What you have to do: Continue the review of the Animals album "Animals On Tour," starting right after its last sentence.

Quoted passage:
>> start

Animals On Tour- MCA 1965
On the surface, this album is pretty much Animals minus the big hit, more covers, more blues, blah blah blah, and if big-beat boogie blues doesn't sound like your particular thing, then move right on down the greased rail, won't you? But I really dig the deep, dark blues vibe that permeates this record album like gin through a Scotsman. This is the Animals' trip through the swamp, as nasty and greasy a blues voyage as you're likely to see from a bunch of pasty art-school Brits who probably never saw a black person until 1964. Beats the Rolling Stones' Now! without contest, I can tell you that. The band launches into John Lee's classic 'Boom Boom' and crawls the kingsnake right on down through 'Bright Lights, Big City' (city lights dazzle girlfriend, causing her to get run over by a trash truck in the middle of Times Square while looking for the nearest pimp to sell herself to) through the weeping 'Worried Life Blues' and a stronger 'I Ain't Got You' than the Yardbirds ever imagined with Keith Relf as their retarded singer. They rock, they wriggle, they dip their instruments in the swamp mud and let the mud dry upon the strings. Right through the raucous 'Dimples' ('She got de dimples in her jaw'...hell yeah, I think all us boys know what he's talkin' bout THERE, now don't we? Whoo! A dimple in the jaw and a lump in my crotch, that's what I always say! That and 'Fuckin' A!', I say that all the motherfucking time. Fucking A!) and the final, late-hour cigarette-lunged 'For Miss Caulker', the blues power never lets up. It's mighty weird to hear a lot of blues without a lot of soloing, but Burdon more than makes up for it...this is blues for lovers of the blues, not blues for lovers of endless guitar soloing. In this it's the very anthithesis of Jimi Hendrix's endless Blues album and is probably closer to heart to what the White Stripes are doing nowadays.
Some of these tracks still register high on the overfamiliarity meter ('She Said Yeah' was released the same year by the Stones on their December's Children mishmash, I've heard a bunch of folks do 'The Mess Around', and of course 'Let The Good Times Roll' is a dumb song that sounds less like the good times are rolling and more like they're being pushed up the side of a mountain, but everyone's covered it.), but this one more than makes up in authenticity and that mighty, mighty dark tension what it lacks in original song choices. In 1965, few folks could generate this kind of feel for black music, unless they were black themselves, and even then they weren't being encouraged to release this sort of hardcore R&B. It took a generation of white kids from Europe to convince people of the blues, and the Animals can legitimately claim a large responsibility for that.

>> end

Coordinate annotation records
>> start

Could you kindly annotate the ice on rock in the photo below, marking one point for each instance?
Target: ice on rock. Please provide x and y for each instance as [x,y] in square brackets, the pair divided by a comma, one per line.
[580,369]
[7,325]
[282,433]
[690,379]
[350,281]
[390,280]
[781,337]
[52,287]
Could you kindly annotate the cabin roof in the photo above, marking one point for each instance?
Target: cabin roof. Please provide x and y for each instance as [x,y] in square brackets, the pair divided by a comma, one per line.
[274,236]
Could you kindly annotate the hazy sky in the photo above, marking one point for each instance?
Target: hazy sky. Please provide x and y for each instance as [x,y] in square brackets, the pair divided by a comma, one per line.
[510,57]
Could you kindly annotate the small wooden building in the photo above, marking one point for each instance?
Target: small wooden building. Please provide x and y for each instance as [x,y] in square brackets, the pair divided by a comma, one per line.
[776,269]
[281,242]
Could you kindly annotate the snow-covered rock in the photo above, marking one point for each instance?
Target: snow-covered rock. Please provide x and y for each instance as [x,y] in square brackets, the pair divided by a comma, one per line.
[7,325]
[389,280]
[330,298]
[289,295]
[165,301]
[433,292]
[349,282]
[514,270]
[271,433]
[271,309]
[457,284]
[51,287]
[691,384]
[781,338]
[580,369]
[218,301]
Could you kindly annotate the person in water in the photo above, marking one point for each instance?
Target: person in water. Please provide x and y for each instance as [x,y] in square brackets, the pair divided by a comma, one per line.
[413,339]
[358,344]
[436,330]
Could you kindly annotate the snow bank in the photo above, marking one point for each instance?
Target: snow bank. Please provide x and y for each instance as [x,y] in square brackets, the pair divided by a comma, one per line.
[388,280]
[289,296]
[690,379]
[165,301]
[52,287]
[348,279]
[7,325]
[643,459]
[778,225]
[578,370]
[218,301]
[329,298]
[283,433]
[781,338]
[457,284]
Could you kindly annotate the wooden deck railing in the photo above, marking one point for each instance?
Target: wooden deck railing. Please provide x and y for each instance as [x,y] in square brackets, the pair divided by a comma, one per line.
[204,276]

>> end

Exercise result:
No wait, I mean 98 Degrees. 'My Everything' has done more for the blues than chastity has done for the Catholic Church.
Wait, did I say that right?
Capn's Final Word: Trad blues of the darkest, deepest shade. A covers album I'd walk a mile for.
Click Here to Fill Out the Handy Dandy Reader Comment Form
G. J. Donnelly Piranha_1@MSN.com
Your Rating: B+
Any Short Comments?: Newcastle's finest digs into its bag of chestnuts and warms up some comfy, even crackling R&B. It's not so much rock as roll, which is why these cats went down a storm at the Apollo. Eric Burdon sounds alternately confident, impish, angry and forlorn, but as always, his impact hinges on his mates' ability to keep his hysteria in check. There's no bad track on the entire album, yet nothing really stands out either, though that's not entirely the fault of the band. Like most British Invasion LPs of the period, this was thrown together as a quick cash-in. Even so, it was clear the Animals were in an artistic cul de sac from the start. Despite their incredible grasp of black music, they had no vision apart from recycling their favorite songs. Price hadn't yet developed songwriting chops, and had little enthusiasm for collaborating with his nemesis Burdon. Covers were chosen at random to fill LP space rather than express a viewpoint (which may not have been !such a bad thing considering what Burdon gurgled up on WINDS OF CHANGE). That doesn't mean the album isn't good, but it is repetitive. "Boom Boom" and "I'm Mad Again" are as ballsy as anything the Stones conjured up, but lack the depth of their classic singles. "Bright Lights Big City" and "Hallelujah I Love Her So" ooze joy, but are hardly groundbreaking. "I Ain't Got You" is passable, but dated compared to the Yardbirds' biting, proto-punk take. (And hey Capn, what's with the Keith Relf/retarded singer bullshit? Keith fuckin' rules!) Still, Burdon is the only white dude I know of that could tackle a spiritual like "Bury My Body". THE ANIMALS ON TOUR may only be a collection of familiar, and sometimes redundant R&B covers from 1964, but we're talking about the classic, original Animals here---the Alpha and Omega of bar bands.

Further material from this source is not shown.